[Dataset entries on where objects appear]

____________________

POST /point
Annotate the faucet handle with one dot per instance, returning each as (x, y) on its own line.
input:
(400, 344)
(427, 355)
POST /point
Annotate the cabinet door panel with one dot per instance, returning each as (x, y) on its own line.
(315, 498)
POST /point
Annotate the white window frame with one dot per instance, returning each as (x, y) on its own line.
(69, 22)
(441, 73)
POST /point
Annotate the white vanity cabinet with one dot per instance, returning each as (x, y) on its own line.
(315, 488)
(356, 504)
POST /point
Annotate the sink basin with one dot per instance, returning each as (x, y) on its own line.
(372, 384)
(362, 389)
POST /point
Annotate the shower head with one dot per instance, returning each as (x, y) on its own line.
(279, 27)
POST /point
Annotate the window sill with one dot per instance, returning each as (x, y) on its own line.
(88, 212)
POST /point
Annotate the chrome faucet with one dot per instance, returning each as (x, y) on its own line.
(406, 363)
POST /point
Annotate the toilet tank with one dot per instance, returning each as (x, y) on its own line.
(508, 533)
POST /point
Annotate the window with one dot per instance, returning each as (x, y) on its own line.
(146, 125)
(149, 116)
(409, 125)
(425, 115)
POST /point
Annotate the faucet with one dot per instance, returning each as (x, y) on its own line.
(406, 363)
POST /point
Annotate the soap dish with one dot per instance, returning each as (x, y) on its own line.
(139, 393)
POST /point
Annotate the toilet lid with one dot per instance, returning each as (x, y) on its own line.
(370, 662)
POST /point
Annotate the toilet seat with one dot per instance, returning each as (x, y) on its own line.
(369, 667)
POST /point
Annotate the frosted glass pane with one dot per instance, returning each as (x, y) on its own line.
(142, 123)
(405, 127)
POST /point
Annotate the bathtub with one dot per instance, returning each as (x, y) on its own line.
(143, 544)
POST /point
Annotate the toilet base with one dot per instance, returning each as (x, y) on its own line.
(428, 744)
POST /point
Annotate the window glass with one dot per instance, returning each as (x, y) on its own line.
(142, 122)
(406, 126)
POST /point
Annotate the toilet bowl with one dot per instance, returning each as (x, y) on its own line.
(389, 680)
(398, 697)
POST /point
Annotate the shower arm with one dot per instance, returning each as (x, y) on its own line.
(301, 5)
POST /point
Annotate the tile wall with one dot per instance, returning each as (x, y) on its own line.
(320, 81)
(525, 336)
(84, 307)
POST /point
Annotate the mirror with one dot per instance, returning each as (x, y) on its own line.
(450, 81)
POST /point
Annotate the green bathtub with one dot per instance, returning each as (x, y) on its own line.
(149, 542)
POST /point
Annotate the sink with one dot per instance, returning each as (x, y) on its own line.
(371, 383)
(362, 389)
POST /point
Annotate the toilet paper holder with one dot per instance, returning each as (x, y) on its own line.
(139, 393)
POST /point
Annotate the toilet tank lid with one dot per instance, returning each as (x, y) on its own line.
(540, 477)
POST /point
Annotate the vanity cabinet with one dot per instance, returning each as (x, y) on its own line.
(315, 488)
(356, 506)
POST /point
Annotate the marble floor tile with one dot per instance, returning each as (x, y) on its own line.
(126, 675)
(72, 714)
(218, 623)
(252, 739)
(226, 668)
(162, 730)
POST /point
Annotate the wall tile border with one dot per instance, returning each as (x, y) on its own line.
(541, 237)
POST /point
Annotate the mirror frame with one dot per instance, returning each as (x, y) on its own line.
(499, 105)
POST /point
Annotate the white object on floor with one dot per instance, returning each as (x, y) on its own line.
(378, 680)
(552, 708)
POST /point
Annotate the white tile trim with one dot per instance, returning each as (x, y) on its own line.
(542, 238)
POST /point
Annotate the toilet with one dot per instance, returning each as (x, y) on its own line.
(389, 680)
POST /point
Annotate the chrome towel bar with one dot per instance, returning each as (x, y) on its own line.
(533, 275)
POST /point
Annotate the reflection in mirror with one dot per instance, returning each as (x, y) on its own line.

____________________

**Work to do**.
Find every line in the entries above that contains the word "vanity", treating case as significant, and copy each of those lines.

**Expected answer**.
Annotate the white vanity cabinet with one dot per instance, returning each as (x, y) on its own line.
Annotate the vanity cabinet with one dot per instance, returning each as (x, y) on its own line.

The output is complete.